Problem to work on:
Transcribe the records in full, keeping every word exactly as given.

Listed entries:
_ _ _

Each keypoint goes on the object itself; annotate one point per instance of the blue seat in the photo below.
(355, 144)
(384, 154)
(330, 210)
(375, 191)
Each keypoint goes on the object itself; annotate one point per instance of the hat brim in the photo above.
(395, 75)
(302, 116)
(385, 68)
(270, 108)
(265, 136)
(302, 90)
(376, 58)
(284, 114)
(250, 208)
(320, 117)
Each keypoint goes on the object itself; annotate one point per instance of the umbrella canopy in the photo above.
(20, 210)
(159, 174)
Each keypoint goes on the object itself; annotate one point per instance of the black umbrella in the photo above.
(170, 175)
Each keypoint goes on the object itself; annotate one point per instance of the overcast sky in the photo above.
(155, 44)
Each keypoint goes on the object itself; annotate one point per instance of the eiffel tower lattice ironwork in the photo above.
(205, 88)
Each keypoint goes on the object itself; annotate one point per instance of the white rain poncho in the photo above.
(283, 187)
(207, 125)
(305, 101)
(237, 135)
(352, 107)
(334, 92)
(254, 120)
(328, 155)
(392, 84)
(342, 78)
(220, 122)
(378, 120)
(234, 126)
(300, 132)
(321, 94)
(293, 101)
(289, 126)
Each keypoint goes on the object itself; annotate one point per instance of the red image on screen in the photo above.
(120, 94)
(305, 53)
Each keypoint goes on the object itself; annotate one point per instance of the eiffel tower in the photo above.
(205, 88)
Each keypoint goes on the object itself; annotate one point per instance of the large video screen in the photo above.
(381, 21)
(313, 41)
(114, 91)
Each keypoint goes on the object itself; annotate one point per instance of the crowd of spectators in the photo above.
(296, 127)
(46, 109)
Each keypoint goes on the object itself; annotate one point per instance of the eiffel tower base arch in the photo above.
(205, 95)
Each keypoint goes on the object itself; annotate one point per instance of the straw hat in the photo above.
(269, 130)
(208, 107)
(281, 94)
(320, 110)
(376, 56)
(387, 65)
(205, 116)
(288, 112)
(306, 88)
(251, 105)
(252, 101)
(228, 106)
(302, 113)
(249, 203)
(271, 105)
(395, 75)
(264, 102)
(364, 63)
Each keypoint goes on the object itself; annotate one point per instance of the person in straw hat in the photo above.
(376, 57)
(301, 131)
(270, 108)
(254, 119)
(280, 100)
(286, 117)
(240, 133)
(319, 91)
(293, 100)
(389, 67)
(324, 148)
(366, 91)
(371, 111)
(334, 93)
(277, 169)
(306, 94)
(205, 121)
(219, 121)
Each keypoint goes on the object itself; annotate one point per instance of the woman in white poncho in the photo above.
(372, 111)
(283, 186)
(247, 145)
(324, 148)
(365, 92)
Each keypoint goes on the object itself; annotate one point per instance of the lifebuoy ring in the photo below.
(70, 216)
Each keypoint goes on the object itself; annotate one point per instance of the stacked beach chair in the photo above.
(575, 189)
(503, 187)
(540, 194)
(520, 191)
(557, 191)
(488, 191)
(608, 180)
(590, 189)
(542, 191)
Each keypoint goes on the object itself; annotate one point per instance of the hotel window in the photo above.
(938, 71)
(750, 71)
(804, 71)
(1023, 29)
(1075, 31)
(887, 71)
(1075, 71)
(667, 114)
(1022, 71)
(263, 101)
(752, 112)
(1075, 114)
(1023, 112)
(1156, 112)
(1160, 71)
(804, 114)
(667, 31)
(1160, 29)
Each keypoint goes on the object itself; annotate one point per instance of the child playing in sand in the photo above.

_ _ _

Exercise output:
Each keypoint goes on the object itself; annotate one point per instance of the blue seat in the photo below.
(355, 144)
(384, 154)
(330, 210)
(375, 191)
Each keypoint goes on the object itself; annotate one point per instance of the hat brim in the photo above.
(395, 75)
(302, 116)
(385, 68)
(270, 108)
(265, 136)
(302, 90)
(376, 58)
(284, 114)
(250, 208)
(320, 117)
Each keypoint goes on the object itself; annotate one point per instance of the umbrella canopy in the photo above.
(20, 210)
(159, 174)
Each keypoint goes on the object itself; annotate one point per instance of the black umbrella in the photo above.
(170, 175)
Each keypoint goes on the object itself; annotate one point per instance of the overcast sky in the photo above.
(155, 44)
Each keypoint goes on the object itself; annotate one point per instance of the eiffel tower lattice ironwork in the photo above.
(205, 88)
Each keypoint goes on the object itself; annotate one point per instance of the white rain poncho in the photo above.
(283, 187)
(207, 125)
(305, 101)
(237, 135)
(352, 107)
(334, 92)
(254, 120)
(328, 155)
(392, 84)
(342, 78)
(220, 122)
(378, 120)
(234, 126)
(300, 132)
(321, 94)
(293, 101)
(289, 126)
Each keypoint goes on the object itself; annotate one point per instance of the red image on screen in the photo above.
(120, 94)
(305, 53)
Each keypoint goes on the object itself; annotate one point per instance of the eiffel tower in the photo above.
(205, 88)
Each keypoint goes on the object itself; annotate one point per instance of the large video screen in the photo above.
(381, 21)
(313, 41)
(114, 91)
Each keypoint goes on the object itself; annotate one point per instance of the crowd of spectators in the photo above.
(296, 127)
(46, 109)
Each keypoint goes on the object itself; annotate one point per instance of the eiffel tower base arch in the photo above.
(205, 95)
Each keypoint goes on the object itself; annotate one point per instance of the straw hat in the photo above.
(269, 130)
(208, 107)
(281, 94)
(320, 110)
(376, 56)
(387, 65)
(205, 116)
(288, 112)
(306, 88)
(251, 105)
(252, 101)
(228, 106)
(302, 113)
(249, 203)
(271, 105)
(395, 75)
(264, 102)
(364, 63)
Each keypoint goes on the object itself; annotate one point per instance of the person in straw hat in the photo above.
(376, 57)
(301, 131)
(270, 108)
(254, 119)
(280, 100)
(286, 117)
(240, 133)
(319, 91)
(293, 100)
(389, 67)
(324, 148)
(366, 91)
(371, 111)
(334, 93)
(277, 169)
(306, 94)
(205, 121)
(219, 121)
Each keypoint goes on the object itself; annotate one point per instance of the woman in white poncho in the photo above.
(372, 111)
(283, 186)
(247, 145)
(324, 148)
(365, 92)
Each keypoint goes on the object itself; annotate one point per instance of the lifebuoy ring in the photo below.
(70, 216)
Each keypoint goes on the object itself; annotate one point per instance of the stacked beach chair in the photo above.
(575, 189)
(503, 187)
(540, 194)
(520, 191)
(557, 191)
(488, 191)
(608, 180)
(590, 189)
(542, 191)
Each keypoint goes on the object itself; annotate one point per instance of the hotel window in the photo above.
(938, 71)
(750, 71)
(804, 71)
(1023, 29)
(1075, 31)
(887, 71)
(1075, 71)
(667, 114)
(1022, 71)
(263, 101)
(752, 112)
(1075, 114)
(1023, 112)
(1156, 112)
(1160, 71)
(804, 114)
(667, 31)
(1160, 29)
Each keypoint goes on the object itself; annotate one point per instance of the child playing in sand in the photo above.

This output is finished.